» What this task involves
Copy every entry. Do not alter a single word.
:::
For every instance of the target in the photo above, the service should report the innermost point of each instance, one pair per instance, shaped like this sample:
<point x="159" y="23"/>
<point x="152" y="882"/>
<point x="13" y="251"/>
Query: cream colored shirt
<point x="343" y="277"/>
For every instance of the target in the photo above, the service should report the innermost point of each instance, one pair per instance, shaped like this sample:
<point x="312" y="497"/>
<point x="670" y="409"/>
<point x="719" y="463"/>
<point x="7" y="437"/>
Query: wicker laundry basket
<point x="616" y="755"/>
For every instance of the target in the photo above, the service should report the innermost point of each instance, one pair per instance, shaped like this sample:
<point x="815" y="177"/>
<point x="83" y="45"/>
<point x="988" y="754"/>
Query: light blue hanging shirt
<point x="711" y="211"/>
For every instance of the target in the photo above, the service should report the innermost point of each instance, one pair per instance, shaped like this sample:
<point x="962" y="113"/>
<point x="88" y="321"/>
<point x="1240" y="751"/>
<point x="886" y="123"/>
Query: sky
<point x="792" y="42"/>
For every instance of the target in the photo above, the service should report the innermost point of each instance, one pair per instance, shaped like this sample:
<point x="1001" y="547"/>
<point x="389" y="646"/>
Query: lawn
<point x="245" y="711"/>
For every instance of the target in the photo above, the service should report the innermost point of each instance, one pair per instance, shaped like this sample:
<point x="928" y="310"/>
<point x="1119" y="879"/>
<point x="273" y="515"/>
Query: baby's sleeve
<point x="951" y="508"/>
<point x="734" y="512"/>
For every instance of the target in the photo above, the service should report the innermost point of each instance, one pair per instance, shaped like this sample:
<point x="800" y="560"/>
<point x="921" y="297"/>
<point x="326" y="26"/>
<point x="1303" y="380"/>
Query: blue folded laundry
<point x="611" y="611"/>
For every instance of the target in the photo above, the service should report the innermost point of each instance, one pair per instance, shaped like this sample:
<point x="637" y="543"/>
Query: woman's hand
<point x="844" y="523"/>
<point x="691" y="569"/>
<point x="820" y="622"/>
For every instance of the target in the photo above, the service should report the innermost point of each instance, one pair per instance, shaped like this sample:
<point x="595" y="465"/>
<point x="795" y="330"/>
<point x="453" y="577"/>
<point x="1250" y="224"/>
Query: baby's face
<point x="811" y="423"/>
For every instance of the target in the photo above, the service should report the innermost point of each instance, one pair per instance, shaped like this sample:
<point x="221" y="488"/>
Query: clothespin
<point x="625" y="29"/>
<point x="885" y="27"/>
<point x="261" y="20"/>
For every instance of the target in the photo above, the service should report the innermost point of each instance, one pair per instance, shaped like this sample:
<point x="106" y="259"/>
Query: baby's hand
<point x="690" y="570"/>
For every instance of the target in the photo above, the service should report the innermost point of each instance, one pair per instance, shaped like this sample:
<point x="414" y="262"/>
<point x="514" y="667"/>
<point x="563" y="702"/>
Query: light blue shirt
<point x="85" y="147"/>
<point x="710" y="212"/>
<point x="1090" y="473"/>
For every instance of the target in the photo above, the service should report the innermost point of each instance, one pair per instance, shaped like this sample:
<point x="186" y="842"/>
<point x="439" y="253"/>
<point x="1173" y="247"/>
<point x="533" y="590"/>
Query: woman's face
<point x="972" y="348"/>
:::
» Solution
For every instance of the target in the photo above, the service should report the innermost point of each instance, one pair per instance, shaped like this sample:
<point x="159" y="23"/>
<point x="152" y="882"/>
<point x="13" y="251"/>
Query: cream colored shirt
<point x="343" y="277"/>
For every instance of the target in the photo above, the service should report the innermost point of each instance, one pair per instance, shaped like this sample:
<point x="312" y="497"/>
<point x="670" y="409"/>
<point x="719" y="463"/>
<point x="7" y="437"/>
Query: wicker laundry basket
<point x="616" y="755"/>
For every instance of the target in the photo above, the service should report the innermost point of each instance, one pair per instance, shaped like this sample:
<point x="815" y="177"/>
<point x="83" y="45"/>
<point x="988" y="754"/>
Query: light blue hanging shirt
<point x="711" y="211"/>
For every instance of the target in the photo above, the service should report the innermost point of each instance, one pair per instance, shaped like this sample:
<point x="962" y="113"/>
<point x="88" y="321"/>
<point x="1240" y="751"/>
<point x="886" y="123"/>
Query: sky
<point x="792" y="42"/>
For every instance of the target in the photo above, the service should report the innermost point of each instance, one pair per instance, shaped like this sample:
<point x="1001" y="547"/>
<point x="389" y="646"/>
Query: lawn
<point x="245" y="711"/>
For every instance of the target in the photo above, the service should report the innermost point of each instance, one pair per instance, shaped like this sample:
<point x="928" y="310"/>
<point x="1119" y="879"/>
<point x="273" y="515"/>
Query: baby's sleeve
<point x="951" y="508"/>
<point x="734" y="512"/>
For every instance of the target in the photo above, the service should report the innermost point of each instance, one pair per instance, shaped like this sample:
<point x="800" y="560"/>
<point x="921" y="297"/>
<point x="326" y="26"/>
<point x="1303" y="380"/>
Query: blue folded laundry
<point x="611" y="611"/>
For every instance of the target in the photo above, the service should report the innermost point of each instance, one pair per instance, shaped like this sample:
<point x="637" y="543"/>
Query: woman's hand
<point x="844" y="523"/>
<point x="691" y="569"/>
<point x="820" y="622"/>
For every instance of the target in the photo above, the service should report the innermost point of each instance, one pair per instance, shaped like this sample:
<point x="595" y="465"/>
<point x="795" y="330"/>
<point x="453" y="577"/>
<point x="1250" y="224"/>
Query: baby's face
<point x="811" y="423"/>
For every instance of the target in the photo above, the service should report the innermost point of each instance, one pair per instance, shaped like this sample:
<point x="221" y="488"/>
Query: clothespin
<point x="625" y="29"/>
<point x="885" y="27"/>
<point x="261" y="20"/>
For every instance of the target in the photo above, the service should report the innermost point of each instance, one pair per instance, shaped like this sample:
<point x="106" y="259"/>
Query: baby's hand
<point x="690" y="570"/>
For every instance of the target in the photo above, the service should report the innermost point of each instance, one pair per instance, shaped like this sample:
<point x="414" y="262"/>
<point x="514" y="667"/>
<point x="563" y="702"/>
Query: light blue shirt
<point x="85" y="147"/>
<point x="710" y="212"/>
<point x="1090" y="473"/>
For every instance of the target in the photo above, the service should report the innermost point of each instance, one pair per instance, shaped like this sample:
<point x="186" y="842"/>
<point x="439" y="253"/>
<point x="1173" y="247"/>
<point x="533" y="590"/>
Query: woman's face
<point x="972" y="348"/>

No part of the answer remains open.